== Records supplied

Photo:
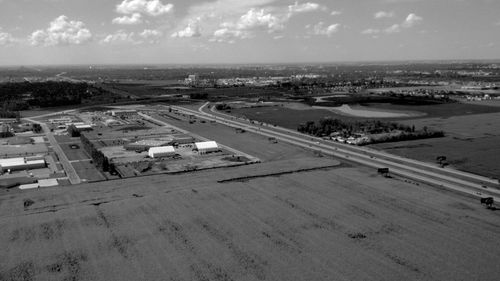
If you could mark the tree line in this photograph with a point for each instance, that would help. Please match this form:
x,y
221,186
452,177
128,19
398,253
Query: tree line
x,y
385,131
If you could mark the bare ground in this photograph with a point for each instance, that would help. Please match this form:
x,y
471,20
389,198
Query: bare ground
x,y
335,224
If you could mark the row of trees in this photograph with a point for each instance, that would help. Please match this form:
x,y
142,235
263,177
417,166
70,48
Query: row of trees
x,y
23,96
100,160
327,126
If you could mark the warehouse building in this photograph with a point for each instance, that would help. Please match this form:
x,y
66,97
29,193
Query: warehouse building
x,y
16,164
162,151
206,147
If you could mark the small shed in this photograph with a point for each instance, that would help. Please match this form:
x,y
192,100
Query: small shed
x,y
206,147
161,151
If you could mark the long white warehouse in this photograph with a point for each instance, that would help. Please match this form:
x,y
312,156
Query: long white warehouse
x,y
161,151
14,164
206,147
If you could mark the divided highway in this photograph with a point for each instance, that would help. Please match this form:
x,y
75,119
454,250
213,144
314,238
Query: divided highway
x,y
459,181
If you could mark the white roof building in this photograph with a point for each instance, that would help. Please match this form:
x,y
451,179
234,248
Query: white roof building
x,y
161,151
20,164
207,146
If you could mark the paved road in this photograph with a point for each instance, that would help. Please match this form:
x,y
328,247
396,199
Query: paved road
x,y
412,169
63,159
237,152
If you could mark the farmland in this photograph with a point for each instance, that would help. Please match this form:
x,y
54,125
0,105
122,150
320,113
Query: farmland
x,y
350,224
471,143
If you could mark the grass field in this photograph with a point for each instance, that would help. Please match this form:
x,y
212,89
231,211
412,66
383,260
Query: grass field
x,y
336,224
252,144
471,143
292,118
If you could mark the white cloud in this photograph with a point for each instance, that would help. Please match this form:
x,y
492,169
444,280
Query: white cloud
x,y
223,16
371,31
383,14
255,19
151,36
227,35
120,36
322,29
6,38
304,8
135,18
393,29
246,26
61,31
412,20
191,30
149,7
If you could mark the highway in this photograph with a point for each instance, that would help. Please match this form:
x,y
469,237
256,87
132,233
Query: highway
x,y
470,184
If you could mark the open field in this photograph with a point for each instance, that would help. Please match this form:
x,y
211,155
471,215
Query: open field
x,y
471,143
291,116
341,223
252,144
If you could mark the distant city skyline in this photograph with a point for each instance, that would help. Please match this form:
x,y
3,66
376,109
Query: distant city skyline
x,y
140,32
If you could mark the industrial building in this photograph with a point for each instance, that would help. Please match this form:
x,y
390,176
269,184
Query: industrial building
x,y
123,113
162,151
15,164
206,147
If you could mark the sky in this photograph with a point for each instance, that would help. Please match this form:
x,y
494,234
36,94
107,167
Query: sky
x,y
87,32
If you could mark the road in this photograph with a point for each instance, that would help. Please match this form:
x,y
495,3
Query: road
x,y
63,159
470,184
234,151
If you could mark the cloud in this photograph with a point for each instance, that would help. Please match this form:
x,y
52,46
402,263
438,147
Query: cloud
x,y
191,30
393,29
227,35
120,36
322,29
255,19
304,8
411,21
383,14
150,7
151,36
371,31
6,38
223,16
61,31
245,27
135,18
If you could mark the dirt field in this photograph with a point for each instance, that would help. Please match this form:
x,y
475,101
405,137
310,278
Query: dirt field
x,y
471,143
335,224
74,153
86,170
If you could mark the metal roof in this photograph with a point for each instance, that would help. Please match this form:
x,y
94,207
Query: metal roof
x,y
206,145
162,149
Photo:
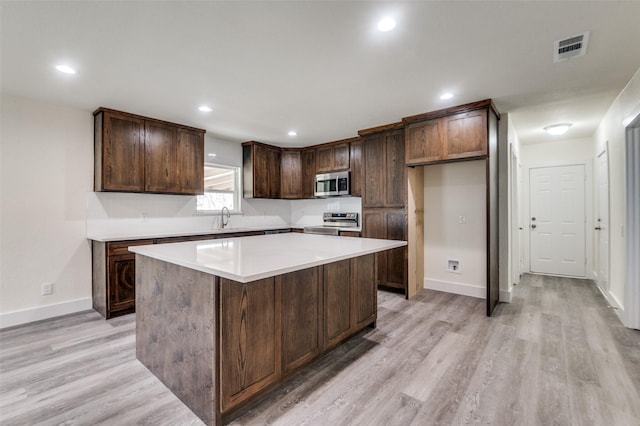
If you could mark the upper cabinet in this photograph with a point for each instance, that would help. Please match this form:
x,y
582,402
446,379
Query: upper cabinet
x,y
261,165
332,157
308,172
291,174
384,176
141,154
446,135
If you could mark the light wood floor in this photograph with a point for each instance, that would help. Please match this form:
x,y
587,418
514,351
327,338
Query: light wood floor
x,y
556,355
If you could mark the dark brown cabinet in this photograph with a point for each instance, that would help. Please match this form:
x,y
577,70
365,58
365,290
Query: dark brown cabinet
x,y
388,224
114,271
308,172
355,165
384,170
291,183
261,170
140,154
249,350
457,136
384,200
301,317
332,157
275,326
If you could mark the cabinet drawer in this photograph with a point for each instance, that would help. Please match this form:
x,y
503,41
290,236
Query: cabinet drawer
x,y
122,247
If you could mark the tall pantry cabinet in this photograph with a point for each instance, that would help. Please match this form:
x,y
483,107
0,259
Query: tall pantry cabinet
x,y
384,196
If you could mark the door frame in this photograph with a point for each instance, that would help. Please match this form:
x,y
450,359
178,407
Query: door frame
x,y
588,171
596,237
632,176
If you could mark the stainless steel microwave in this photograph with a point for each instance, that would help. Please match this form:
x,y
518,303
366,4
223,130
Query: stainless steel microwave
x,y
332,184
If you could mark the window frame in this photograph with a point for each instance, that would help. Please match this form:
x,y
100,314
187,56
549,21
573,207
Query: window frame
x,y
237,193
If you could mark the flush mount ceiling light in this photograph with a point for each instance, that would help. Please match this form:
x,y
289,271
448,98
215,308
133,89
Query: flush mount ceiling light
x,y
386,24
558,129
65,69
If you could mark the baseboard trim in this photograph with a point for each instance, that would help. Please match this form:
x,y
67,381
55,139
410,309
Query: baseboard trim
x,y
11,319
505,295
456,288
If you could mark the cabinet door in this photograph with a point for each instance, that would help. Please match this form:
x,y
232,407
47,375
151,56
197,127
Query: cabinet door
x,y
121,283
396,268
374,171
291,175
324,159
395,169
355,164
190,162
160,157
465,135
260,178
301,316
424,142
249,349
273,172
120,145
374,226
338,300
363,270
308,173
341,157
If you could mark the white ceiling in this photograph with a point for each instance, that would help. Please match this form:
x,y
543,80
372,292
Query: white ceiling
x,y
320,67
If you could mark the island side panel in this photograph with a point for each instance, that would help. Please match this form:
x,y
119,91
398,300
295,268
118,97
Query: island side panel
x,y
175,331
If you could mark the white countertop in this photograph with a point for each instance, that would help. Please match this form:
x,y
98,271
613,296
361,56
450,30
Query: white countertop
x,y
137,235
246,259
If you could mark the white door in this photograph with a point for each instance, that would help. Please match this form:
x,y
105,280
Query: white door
x,y
602,223
557,220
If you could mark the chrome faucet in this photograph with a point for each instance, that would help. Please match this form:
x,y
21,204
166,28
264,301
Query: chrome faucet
x,y
224,222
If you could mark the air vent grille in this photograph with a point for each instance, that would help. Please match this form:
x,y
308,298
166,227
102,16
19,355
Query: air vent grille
x,y
570,47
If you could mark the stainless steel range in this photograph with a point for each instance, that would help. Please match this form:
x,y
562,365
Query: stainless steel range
x,y
333,222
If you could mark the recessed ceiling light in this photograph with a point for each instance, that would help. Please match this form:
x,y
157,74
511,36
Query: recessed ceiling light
x,y
65,69
558,129
386,24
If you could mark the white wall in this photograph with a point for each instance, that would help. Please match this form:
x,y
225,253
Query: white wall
x,y
612,129
452,190
47,169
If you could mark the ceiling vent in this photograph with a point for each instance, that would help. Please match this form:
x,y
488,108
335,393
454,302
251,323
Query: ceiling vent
x,y
570,47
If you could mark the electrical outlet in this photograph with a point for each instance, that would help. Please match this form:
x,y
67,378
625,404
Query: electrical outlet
x,y
453,266
46,289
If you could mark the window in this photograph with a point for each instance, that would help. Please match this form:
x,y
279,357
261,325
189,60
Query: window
x,y
221,188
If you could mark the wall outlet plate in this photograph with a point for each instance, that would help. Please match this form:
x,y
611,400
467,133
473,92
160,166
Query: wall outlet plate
x,y
453,266
46,289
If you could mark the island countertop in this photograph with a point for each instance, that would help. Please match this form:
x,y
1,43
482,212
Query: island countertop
x,y
246,259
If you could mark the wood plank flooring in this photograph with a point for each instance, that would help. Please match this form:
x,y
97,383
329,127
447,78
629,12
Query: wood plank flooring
x,y
557,355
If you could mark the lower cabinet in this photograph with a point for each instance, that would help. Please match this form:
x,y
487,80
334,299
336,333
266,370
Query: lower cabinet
x,y
275,326
114,271
392,264
249,343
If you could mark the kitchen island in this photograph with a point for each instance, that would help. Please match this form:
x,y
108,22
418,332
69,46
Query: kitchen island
x,y
219,322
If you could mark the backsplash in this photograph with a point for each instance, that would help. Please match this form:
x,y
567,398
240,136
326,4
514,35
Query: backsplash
x,y
112,213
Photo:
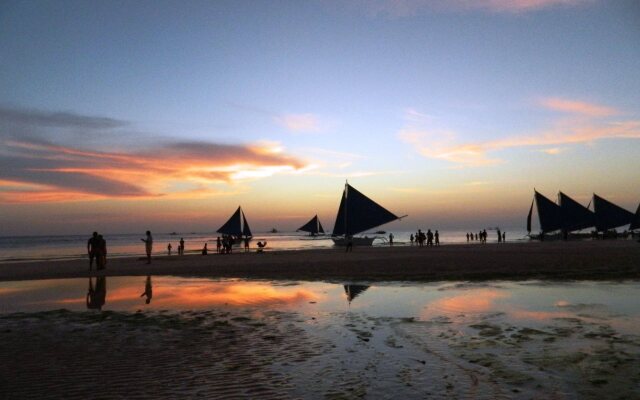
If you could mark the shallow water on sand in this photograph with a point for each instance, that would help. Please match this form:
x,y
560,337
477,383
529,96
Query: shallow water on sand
x,y
324,340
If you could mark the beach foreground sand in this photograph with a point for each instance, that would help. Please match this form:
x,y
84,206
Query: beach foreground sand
x,y
598,260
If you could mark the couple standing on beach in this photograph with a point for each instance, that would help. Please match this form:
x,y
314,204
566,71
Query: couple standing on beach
x,y
97,248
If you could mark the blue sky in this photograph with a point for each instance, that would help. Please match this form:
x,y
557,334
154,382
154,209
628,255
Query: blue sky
x,y
428,105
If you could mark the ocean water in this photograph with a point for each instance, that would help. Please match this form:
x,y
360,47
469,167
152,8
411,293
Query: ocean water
x,y
33,248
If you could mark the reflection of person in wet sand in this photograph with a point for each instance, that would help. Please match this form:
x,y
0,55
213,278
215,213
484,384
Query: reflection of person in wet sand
x,y
97,296
148,290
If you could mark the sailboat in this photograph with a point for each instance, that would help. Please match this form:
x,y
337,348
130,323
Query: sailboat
x,y
237,226
356,214
314,227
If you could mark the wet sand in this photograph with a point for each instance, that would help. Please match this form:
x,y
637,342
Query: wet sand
x,y
594,260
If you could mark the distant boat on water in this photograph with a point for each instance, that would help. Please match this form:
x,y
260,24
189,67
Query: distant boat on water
x,y
356,214
237,226
313,227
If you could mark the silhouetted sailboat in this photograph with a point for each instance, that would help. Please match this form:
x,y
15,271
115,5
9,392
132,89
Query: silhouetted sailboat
x,y
354,290
356,214
237,226
636,220
314,227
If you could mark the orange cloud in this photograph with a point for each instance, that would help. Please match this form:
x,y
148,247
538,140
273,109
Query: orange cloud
x,y
44,172
445,145
577,107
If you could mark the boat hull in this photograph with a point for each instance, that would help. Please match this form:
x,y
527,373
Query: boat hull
x,y
357,241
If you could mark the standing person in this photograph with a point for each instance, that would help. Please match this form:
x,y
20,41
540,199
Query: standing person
x,y
148,290
429,237
92,247
101,253
148,246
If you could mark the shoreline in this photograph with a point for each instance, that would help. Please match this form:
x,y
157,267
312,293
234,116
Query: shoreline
x,y
580,260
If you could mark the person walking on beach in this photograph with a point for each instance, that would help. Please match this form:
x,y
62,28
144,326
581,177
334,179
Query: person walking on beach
x,y
148,246
92,247
101,253
148,290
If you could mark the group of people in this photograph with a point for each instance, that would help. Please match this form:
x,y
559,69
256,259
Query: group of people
x,y
431,238
97,249
482,236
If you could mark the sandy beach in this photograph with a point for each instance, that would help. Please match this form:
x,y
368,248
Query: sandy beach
x,y
598,260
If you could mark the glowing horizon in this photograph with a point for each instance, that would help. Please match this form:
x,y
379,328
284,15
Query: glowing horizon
x,y
449,111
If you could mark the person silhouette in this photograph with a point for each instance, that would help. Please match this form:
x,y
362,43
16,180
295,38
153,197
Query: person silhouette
x,y
101,253
148,246
92,248
148,290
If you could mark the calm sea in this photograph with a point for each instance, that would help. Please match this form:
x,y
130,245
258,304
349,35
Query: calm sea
x,y
30,248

====

Task objective. Repeat precisely the lines of the data starting at the one containing "If you could mark the boat", last line included.

Final answer.
If you could mark the boat hull in this photograph with a point for each instance, that would help. Please match this form:
x,y
527,373
Query: boat hull
x,y
357,241
If you could mark the standing person in this photograph with a point for each instance, that would help. Please match this form:
x,y
20,41
540,199
Query: standing person
x,y
148,290
429,237
92,247
101,253
148,246
If you could mark the shoreline in this photograph with a point for each instance, that would help. Please match this form:
x,y
157,267
312,293
234,116
Query: shoreline
x,y
580,260
If you could mark the person walking on beach in this photograph with a point for each instance, that would help. Please match this form:
x,y
62,28
144,326
581,177
334,179
Query: person walking on beach
x,y
148,246
92,247
101,253
148,290
If you could mark the group of people in this photograph with a point for each instance, that would help. Please match this form:
x,y
559,69
256,259
Query: group of people
x,y
431,238
97,249
482,236
If you could mark the sandy beach in this photograph with a point for each instance, that would help. Please match this form:
x,y
368,248
Query: sandy beach
x,y
598,260
If you could mark the glowing horizon in this photograph with a point for each instance, that would help. Please match this form:
x,y
379,328
284,15
Query: glowing horizon
x,y
449,111
If you could mark the person silhouette in this photograph with a point for each instance, that would help. Please match this form:
x,y
362,43
16,180
295,38
153,197
Query: person silhouette
x,y
101,253
148,246
92,248
148,290
If you could mark the calm sea in this photograph with a point for each instance, that would help. Please match this form:
x,y
130,245
258,304
349,35
Query: calm sea
x,y
30,248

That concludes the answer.